Excerpted records:
● ● ●

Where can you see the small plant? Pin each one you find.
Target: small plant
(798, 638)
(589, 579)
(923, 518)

● ● ●

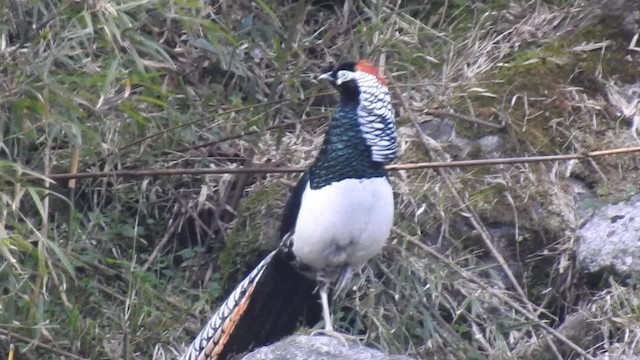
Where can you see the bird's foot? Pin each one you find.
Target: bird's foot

● ● ●

Exercise aim: Lay out the lines of the listing as a numbered list, starting at the line containing "Where can you see the bird's" and ending at the line containing "Target: bird's foot", with both of those lines included and blank lines left out.

Answer to the exercise:
1. Where can you see the bird's foot? Pin each one you find.
2. Target: bird's foot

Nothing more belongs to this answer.